### 課題の目的
次の行をすべて、一字一句変えずにそのまま書き写してください。

──────── 入力行

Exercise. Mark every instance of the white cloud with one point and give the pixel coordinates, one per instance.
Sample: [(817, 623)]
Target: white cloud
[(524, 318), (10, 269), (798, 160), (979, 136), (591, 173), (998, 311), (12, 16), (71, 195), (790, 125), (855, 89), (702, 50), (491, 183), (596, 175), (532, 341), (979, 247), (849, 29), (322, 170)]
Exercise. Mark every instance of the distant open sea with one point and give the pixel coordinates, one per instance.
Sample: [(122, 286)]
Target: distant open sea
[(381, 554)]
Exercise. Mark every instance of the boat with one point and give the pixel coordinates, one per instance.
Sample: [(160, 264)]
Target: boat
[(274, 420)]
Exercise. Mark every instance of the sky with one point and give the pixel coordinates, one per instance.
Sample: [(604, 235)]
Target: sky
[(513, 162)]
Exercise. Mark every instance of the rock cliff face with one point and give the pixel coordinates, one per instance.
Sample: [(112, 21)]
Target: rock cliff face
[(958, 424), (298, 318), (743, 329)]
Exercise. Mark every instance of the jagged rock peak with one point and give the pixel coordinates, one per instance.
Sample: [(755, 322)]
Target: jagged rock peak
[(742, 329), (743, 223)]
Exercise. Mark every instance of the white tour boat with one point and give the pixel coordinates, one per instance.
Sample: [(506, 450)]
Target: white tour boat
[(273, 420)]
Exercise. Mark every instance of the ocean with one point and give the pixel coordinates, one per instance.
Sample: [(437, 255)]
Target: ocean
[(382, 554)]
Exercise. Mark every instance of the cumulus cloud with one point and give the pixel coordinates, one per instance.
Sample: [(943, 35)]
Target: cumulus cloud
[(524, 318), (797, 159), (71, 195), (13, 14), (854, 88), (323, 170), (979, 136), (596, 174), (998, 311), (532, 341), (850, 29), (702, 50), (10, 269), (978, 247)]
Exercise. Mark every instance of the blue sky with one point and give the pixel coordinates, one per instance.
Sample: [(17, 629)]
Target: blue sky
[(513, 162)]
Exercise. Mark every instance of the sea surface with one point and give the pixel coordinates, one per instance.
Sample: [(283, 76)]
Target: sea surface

────────────────

### 課題の解答
Exercise. Mark every instance of the white cloud with one point and give the pixel coordinates, one per instance.
Sample: [(817, 623)]
Target: white cloud
[(524, 318), (10, 269), (798, 160), (979, 136), (591, 173), (998, 311), (12, 16), (71, 195), (790, 125), (855, 89), (702, 50), (491, 183), (596, 175), (532, 341), (979, 247), (849, 29), (322, 170)]
Exercise. Mark every instance of the distant open sea with one point and give the pixel coordinates, one per instance.
Sample: [(122, 286)]
Target: distant open sea
[(381, 554)]
Exercise. Mark every instance of the boat with one point and give the pixel coordinates, one per instance.
Sample: [(160, 264)]
Target: boat
[(274, 420)]
Exercise. Mark every instance of the sky with one point and give the pixel coordinates, one per instance.
Sample: [(604, 235)]
Target: sky
[(513, 162)]
Exercise. Mark every instance of the rock cliff face with one point and give the pixel coordinates, one per instance.
Sample: [(112, 21)]
Target: rock cliff face
[(958, 424), (298, 318), (743, 329)]
Exercise. Mark every instance of the jagged rock peak with one point and give the pixel coordinates, one per instance.
Sample: [(755, 322)]
Target: jagged rock peak
[(742, 329), (743, 223)]
Exercise. Mark every instance of the white tour boat with one point and give the pixel coordinates, one per instance.
Sample: [(506, 450)]
Target: white tour boat
[(273, 420)]
Exercise. Mark every instance of the ocean with one point and give the pixel coordinates, one per instance.
Sample: [(437, 255)]
Target: ocean
[(382, 554)]
Exercise. Mark every instance of the cumulus cloud with one point and give the pixel coordinates, one per instance.
Sample: [(943, 35)]
Target: cumulus cloud
[(524, 318), (797, 159), (71, 195), (13, 14), (854, 88), (323, 170), (979, 136), (596, 174), (998, 311), (532, 341), (850, 29), (702, 50), (10, 269), (978, 247)]
Exercise. Mark every instance of the blue sky with one point and give the pixel coordinates, one per instance.
Sample: [(17, 629)]
Target: blue sky
[(513, 162)]
Exercise. Mark every instance of the sea surface with one point and give the pixel coordinates, one per instance.
Sample: [(283, 76)]
Target: sea surface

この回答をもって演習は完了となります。